====== The input
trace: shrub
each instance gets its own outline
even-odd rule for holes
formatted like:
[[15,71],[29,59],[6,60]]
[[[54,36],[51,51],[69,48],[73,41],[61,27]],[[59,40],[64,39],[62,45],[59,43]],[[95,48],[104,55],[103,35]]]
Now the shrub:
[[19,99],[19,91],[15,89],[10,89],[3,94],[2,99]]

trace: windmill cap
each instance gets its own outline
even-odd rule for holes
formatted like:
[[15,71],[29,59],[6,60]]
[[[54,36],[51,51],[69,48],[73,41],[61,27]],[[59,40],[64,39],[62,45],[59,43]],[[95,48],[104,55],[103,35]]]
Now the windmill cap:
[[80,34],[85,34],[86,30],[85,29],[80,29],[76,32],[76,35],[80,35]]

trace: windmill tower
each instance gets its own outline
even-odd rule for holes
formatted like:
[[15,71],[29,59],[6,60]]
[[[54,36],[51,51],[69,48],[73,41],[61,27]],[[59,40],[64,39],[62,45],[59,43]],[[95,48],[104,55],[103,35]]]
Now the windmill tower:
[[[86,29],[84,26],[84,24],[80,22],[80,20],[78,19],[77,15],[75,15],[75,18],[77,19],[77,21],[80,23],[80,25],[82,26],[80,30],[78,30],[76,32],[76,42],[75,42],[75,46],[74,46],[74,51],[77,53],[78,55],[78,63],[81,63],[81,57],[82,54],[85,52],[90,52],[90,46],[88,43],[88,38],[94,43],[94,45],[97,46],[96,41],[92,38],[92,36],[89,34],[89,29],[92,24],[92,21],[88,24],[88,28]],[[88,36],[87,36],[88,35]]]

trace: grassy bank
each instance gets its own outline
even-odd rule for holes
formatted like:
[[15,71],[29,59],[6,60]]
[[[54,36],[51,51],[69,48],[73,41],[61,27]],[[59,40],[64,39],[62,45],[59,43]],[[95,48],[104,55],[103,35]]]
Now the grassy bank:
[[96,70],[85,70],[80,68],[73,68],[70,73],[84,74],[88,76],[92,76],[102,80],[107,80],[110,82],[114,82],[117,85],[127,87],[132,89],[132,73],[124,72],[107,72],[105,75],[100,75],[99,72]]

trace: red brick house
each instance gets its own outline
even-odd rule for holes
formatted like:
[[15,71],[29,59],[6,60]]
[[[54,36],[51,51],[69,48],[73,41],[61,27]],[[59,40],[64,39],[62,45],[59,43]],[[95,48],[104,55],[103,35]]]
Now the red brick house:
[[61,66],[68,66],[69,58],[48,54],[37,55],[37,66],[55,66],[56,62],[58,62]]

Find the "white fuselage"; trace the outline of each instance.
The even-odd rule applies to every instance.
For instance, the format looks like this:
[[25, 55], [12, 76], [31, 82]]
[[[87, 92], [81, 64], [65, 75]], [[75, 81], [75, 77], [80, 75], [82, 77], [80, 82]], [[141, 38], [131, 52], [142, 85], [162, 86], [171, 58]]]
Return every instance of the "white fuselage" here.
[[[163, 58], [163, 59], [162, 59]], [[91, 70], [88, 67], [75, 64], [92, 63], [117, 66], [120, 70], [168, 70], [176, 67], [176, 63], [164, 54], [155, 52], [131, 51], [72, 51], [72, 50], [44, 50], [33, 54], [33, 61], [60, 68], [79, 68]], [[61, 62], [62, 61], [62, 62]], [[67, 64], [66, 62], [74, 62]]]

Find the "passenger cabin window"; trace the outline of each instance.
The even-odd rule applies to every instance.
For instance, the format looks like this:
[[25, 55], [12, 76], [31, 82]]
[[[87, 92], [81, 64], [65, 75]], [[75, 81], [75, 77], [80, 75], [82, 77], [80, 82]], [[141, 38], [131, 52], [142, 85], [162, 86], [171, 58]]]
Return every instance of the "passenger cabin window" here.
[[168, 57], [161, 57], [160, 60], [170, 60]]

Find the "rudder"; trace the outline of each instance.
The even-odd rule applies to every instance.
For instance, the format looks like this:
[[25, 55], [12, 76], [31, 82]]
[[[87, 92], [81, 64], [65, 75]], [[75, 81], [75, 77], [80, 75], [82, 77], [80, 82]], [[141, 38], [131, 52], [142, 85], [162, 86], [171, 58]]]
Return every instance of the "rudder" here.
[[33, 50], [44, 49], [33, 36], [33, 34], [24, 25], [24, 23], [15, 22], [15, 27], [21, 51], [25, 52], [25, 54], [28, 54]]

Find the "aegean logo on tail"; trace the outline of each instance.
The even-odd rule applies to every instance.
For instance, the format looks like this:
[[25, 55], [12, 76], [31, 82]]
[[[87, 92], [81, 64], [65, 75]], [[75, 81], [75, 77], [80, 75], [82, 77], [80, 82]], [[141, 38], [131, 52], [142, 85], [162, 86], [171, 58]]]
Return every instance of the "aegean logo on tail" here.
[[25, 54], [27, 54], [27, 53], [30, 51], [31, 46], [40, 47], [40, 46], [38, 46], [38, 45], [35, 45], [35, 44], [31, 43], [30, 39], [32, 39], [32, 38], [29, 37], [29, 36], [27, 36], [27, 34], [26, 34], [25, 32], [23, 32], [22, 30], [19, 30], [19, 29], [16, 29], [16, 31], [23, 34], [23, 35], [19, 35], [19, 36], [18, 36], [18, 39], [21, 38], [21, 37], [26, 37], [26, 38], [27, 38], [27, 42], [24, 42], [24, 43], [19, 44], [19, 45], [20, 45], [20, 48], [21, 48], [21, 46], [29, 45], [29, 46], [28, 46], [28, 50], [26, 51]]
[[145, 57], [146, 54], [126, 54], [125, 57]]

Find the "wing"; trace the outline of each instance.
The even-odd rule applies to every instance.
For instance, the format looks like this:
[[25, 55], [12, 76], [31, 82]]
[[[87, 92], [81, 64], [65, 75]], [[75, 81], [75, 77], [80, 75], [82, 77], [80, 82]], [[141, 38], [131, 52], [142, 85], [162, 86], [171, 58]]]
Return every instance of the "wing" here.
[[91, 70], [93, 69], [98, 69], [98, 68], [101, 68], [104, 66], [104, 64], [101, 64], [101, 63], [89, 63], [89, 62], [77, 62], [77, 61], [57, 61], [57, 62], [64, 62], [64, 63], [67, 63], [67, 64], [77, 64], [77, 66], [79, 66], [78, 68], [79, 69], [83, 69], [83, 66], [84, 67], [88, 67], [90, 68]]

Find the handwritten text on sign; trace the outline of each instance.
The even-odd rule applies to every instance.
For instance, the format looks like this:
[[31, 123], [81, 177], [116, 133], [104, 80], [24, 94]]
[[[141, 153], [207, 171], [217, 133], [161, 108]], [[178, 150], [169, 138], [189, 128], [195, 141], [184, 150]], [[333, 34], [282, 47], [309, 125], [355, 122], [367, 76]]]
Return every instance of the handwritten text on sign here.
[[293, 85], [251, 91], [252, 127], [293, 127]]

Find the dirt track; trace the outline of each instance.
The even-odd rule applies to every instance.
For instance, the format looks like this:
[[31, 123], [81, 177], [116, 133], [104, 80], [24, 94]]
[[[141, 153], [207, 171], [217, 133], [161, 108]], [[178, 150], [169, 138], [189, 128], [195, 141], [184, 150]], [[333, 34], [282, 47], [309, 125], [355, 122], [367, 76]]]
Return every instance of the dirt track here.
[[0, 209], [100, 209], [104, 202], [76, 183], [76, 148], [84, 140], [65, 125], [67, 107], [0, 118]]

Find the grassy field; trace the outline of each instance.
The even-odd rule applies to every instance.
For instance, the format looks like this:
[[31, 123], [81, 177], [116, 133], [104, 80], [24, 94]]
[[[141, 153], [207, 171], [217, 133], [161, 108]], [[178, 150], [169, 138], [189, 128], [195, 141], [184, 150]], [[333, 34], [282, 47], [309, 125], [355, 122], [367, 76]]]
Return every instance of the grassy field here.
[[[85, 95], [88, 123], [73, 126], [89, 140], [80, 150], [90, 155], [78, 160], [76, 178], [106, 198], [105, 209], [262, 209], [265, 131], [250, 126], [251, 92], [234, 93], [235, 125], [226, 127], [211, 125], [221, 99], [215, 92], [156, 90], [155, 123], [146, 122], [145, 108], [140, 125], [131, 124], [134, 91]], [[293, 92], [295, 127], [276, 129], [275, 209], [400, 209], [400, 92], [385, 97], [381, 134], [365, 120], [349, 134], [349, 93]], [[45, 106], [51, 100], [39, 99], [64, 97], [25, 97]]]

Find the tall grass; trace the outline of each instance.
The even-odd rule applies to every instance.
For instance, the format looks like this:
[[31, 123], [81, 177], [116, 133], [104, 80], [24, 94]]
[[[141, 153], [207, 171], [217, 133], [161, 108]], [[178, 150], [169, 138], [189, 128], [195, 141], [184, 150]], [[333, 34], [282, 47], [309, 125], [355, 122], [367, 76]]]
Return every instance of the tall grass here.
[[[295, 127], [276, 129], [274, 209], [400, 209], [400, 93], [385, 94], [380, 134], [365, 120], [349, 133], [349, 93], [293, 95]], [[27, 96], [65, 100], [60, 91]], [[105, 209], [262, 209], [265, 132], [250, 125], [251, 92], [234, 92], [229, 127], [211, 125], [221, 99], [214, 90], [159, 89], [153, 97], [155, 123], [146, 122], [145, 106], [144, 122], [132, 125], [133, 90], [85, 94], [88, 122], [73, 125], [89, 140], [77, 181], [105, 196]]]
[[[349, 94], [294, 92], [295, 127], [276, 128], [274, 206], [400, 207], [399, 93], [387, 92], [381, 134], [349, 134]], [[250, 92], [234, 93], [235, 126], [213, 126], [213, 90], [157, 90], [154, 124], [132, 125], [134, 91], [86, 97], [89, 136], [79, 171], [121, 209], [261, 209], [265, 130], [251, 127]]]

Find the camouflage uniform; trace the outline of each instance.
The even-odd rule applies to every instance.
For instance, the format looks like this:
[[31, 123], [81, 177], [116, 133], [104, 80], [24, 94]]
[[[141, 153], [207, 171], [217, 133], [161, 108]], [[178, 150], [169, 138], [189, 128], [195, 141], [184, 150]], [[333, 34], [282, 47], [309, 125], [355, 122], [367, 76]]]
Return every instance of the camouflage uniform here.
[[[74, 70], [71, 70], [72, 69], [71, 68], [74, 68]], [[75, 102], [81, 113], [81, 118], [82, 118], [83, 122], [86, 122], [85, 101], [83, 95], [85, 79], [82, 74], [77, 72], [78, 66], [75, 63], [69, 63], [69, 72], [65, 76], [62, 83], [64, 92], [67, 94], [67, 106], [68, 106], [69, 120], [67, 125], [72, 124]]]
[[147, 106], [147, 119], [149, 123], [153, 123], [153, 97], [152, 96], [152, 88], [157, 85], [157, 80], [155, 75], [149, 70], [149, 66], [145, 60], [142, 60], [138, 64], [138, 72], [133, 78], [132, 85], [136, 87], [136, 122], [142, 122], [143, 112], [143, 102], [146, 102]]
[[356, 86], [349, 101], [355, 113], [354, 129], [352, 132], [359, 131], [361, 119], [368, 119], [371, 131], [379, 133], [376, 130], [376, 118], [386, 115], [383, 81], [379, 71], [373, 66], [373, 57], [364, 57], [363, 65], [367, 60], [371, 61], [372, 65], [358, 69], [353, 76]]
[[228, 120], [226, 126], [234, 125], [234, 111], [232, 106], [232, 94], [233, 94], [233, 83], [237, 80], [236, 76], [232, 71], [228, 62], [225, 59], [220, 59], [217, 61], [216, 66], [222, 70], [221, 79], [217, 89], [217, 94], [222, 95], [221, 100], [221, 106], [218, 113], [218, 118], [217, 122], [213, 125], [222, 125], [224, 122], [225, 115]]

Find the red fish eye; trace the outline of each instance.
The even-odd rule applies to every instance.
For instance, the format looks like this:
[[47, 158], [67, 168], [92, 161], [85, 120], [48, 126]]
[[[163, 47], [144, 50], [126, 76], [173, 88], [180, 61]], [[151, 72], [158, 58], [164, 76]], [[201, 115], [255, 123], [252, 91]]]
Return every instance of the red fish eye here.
============
__Stated task__:
Lay out everything from the line containing "Find the dirt" down to the line containing "107], [0, 118]]", both included, as a JSON list of strings with one string per line and blank lines left out.

__Final answer__:
[
  "Find the dirt track; trace the outline of each instance.",
  "The even-odd rule applies to every instance.",
  "For instance, the format looks like this:",
  "[[31, 123], [81, 177], [116, 133], [104, 80], [24, 94]]",
  "[[[141, 153], [207, 171], [217, 133], [161, 108]], [[178, 150], [169, 138], [189, 128], [195, 141], [184, 150]], [[333, 34], [282, 47], [309, 125], [355, 122], [367, 76]]]",
  "Return every instance of the dirt track here.",
  "[[0, 209], [100, 209], [104, 202], [76, 183], [76, 148], [84, 140], [65, 125], [67, 107], [0, 118]]"
]